» **Task requirements**:
Omit the pictures and output every entry below exactly as written.

....

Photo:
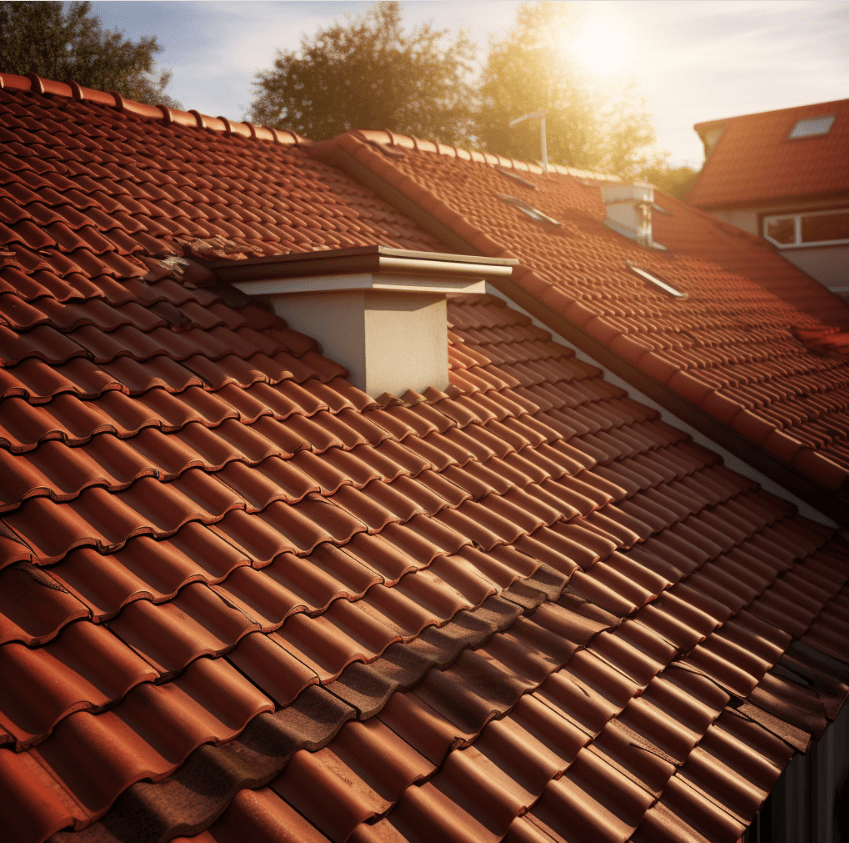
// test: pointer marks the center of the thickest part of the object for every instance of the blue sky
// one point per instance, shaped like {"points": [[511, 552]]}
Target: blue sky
{"points": [[692, 60]]}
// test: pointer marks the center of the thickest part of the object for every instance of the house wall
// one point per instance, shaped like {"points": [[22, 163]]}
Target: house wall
{"points": [[810, 802], [829, 265]]}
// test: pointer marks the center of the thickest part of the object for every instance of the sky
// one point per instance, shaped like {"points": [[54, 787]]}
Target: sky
{"points": [[691, 60]]}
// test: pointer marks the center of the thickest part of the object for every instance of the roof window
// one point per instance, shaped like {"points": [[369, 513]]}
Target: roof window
{"points": [[814, 228], [656, 282], [810, 127], [517, 178], [533, 213]]}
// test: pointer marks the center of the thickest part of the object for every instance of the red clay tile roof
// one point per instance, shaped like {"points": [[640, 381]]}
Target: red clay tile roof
{"points": [[240, 600], [756, 160], [729, 350]]}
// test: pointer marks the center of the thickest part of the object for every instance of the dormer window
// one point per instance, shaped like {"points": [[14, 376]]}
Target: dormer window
{"points": [[525, 208], [815, 228], [810, 127]]}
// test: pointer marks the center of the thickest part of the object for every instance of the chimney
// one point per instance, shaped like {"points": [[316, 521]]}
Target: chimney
{"points": [[380, 312], [629, 209]]}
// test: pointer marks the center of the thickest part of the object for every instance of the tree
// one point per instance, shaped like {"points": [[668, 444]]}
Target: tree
{"points": [[586, 127], [71, 43], [367, 73]]}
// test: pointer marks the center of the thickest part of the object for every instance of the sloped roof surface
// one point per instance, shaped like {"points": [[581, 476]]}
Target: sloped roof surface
{"points": [[241, 601], [756, 160], [729, 349]]}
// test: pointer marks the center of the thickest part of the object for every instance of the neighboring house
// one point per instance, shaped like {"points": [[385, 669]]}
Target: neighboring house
{"points": [[249, 594], [784, 176]]}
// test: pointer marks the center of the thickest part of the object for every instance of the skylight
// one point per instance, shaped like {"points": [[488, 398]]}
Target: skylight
{"points": [[517, 178], [812, 126], [656, 282], [533, 213]]}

....

» **Output of the task**:
Photo:
// test: pointer marks the center of the thickest part of the object for every instance of the blue sky
// one point per instance, shaped like {"points": [[511, 552]]}
Target: blue sky
{"points": [[692, 60]]}
// test: pointer marks the center of the thickest part of the object for every instance of the house wall
// one point per instance, shaped like {"points": [[22, 163]]}
Target: house wall
{"points": [[810, 802], [829, 265]]}
// test: pointer marks the center of the thickest part of the object for every instance of the sky
// one point per instance, shaped like {"points": [[54, 787]]}
Target: sky
{"points": [[691, 60]]}
// test: pointer marks the center of the thickest part of the object for every instance of the roof window
// one point per instance, shaped like {"points": [[369, 513]]}
Target: roof window
{"points": [[814, 228], [656, 282], [810, 127], [517, 178], [533, 213]]}
// test: pointer marks the center of the thickest part of the object for every instance of the red clay tile roof
// one point per instance, shaped like {"points": [[640, 381]]}
Target: red clay tile roof
{"points": [[240, 600], [756, 160], [729, 350]]}
// test: pointer marks the center of the thickest part of the object for every instance of the dormer window
// one point per instance, shaped like {"points": [[14, 376]]}
Target: dormer window
{"points": [[525, 208], [815, 228], [810, 127]]}
// test: pointer marks the center of the thickest part of the object for every instance of the chimney
// one point per instance, shaped like {"points": [[316, 521]]}
Target: chimney
{"points": [[380, 312], [629, 209]]}
// test: pointer marks the center of the thickest part of the object for every instance of the tree
// one point per instance, shaped like {"points": [[668, 444]]}
Target: tree
{"points": [[586, 127], [71, 43], [367, 73]]}
// test: pointer marks the center of the thickest part of the object for every instance of the sloped roof surface
// one point per instance, shaped like {"points": [[581, 476]]}
Target: sloped roof surface
{"points": [[241, 601], [756, 160], [729, 349]]}
// test: pointer marks the center of the thickest part of the object for every instance of the neighboring house
// one point per instance, shaped like {"points": [[385, 669]]}
Target: neighboring house
{"points": [[249, 594], [784, 176]]}
// test: pointer marks the center of the thickest part of the object for every instance of the skylight
// one point per instance, shaped like {"points": [[488, 398]]}
Target: skylight
{"points": [[517, 178], [812, 126], [656, 282], [533, 213]]}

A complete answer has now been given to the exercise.